It is in the spirit of easing your writing task, and tackling tedium in your dungeon, that I am proposing this reading list. I have no illusions that they’ll slam a heavy sentence against you. Something like 15 years at least. You know the reason: you’re too embarrassing a foe to be allowed loose on the streets. Whatever the case, have a good read.

1. For 27 years, Nelson Mandela groaned and moaned on Robben Island, South Africa’s Archipelago.  Besides leaving prison to become president, Mandela also published his best-selling and spell-binding autobiography, Long Walk to Freedom, most of it scribbled secretly while in prison. While sequestered on Robben Island, Mandela used to coo with starry-eyed conviction: “We’ll leave this damned place and rule South Africa!” Most often, his companions guffawed. He was proved right.

He stepped out of prison to rule the multiracial South Africa. I gather you want to be President whenever you leave prison. That, to me, is a legitimate ambition. However, you must resolve to be, like Mandela, a transitional President who will put in place the democratic structures Cameroon sorely needs and then disappear.

2. Written from a prison cell, Martin Luther King’s Letter From A Birmingham Jail sparkles with tremendous elegance and rhythm and cadence.

Martin Luther King, Jr., was the remarkable Black-American leader of the civil rights struggle in the 60s. Letter From a Birmingham Jail is the pastor’s searing epistle from jail a la St Paul. King was a votary of Gandhian non-violence. This did not spare him from the indignities of the white rabid racists and segregationist bigots. He was arrested and confined in prison after he organised a non-violent protest against racial segregation.

It was while cooling his heels in that cell that King wrote his famous letter on April 16, 1963. In his letter, King argues that, “injustice anywhere is a threat to justice everywhere.” That is why, Mr Marafa, while waiting for your date with destiny, you could ruminate on the following four steps of a Kingian non-violent campaign: “collection of facts to determine whether injustices exist (you have a battery of such facts, notably that compensation for victims of a plane is collected and distributed among brigands).

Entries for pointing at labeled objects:
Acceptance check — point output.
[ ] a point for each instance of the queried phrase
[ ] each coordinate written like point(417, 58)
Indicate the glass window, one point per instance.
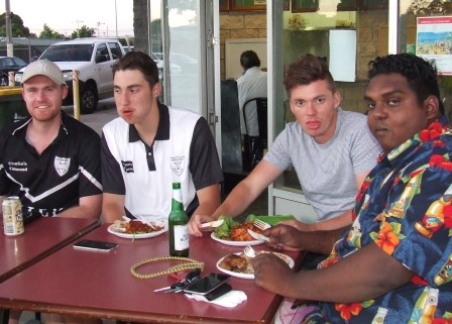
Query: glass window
point(349, 34)
point(115, 50)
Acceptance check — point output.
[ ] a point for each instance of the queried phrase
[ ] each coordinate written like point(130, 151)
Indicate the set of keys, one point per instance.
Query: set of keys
point(179, 286)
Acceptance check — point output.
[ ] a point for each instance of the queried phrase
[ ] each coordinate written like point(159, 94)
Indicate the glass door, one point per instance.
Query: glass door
point(349, 34)
point(182, 38)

Complete the following:
(A) Extract from the reading-list text the passage starting with "Martin Luther King, Jr., was" and going on through "against racial segregation.".
(B) Pick out each line of the entries that contains the string "written", reproducing every such line in full.

Answers provided:
(A)
Martin Luther King, Jr., was the remarkable Black-American leader of the civil rights struggle in the 60s. Letter From a Birmingham Jail is the pastor’s searing epistle from jail a la St Paul. King was a votary of Gandhian non-violence. This did not spare him from the indignities of the white rabid racists and segregationist bigots. He was arrested and confined in prison after he organised a non-violent protest against racial segregation.

(B)
[ ] each coordinate written like point(417, 58)
[ ] each coordinate written like point(130, 151)
[ ] each coordinate written like point(159, 94)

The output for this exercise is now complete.